* **What the task asks**: Please pull out every line in the records below that contains the word "instance".

* **Dataset records**:
[Begin]

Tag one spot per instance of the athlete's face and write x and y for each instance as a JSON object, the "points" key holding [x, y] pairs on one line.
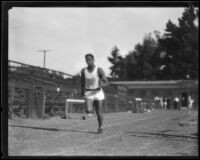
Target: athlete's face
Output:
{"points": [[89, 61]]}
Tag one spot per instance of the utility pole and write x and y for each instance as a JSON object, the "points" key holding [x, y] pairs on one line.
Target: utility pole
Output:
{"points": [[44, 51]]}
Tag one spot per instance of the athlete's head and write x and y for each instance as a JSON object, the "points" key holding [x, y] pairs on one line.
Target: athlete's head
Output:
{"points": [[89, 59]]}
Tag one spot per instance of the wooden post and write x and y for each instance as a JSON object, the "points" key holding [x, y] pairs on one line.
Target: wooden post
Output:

[End]
[Begin]

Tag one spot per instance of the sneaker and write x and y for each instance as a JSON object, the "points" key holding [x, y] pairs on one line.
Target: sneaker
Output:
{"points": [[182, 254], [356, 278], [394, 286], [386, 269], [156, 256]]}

[End]

* **Response below**:
Tag one spot per instance of the athlete's face and write x and y for each instance as a JSON object, the "points" key holding [x, y] pairs on one line.
Tag one spot per instance of the utility pole and write x and y for each instance as a JSON object, the "points" key holding [x, y] pairs on one line.
Tag one spot per instance of the athlete's head and write x and y for each instance as a JSON object, the "points" key holding [x, y] pairs on one line.
Tag one spot per instance of the wooden post and write x and y for each instance as a JSON object, the "points" key holding [x, y] pairs on one line.
Tag one spot per instance of the sneaker and write x and y for each instance as a JSON object, the "points" key holding [x, y] pairs on one line.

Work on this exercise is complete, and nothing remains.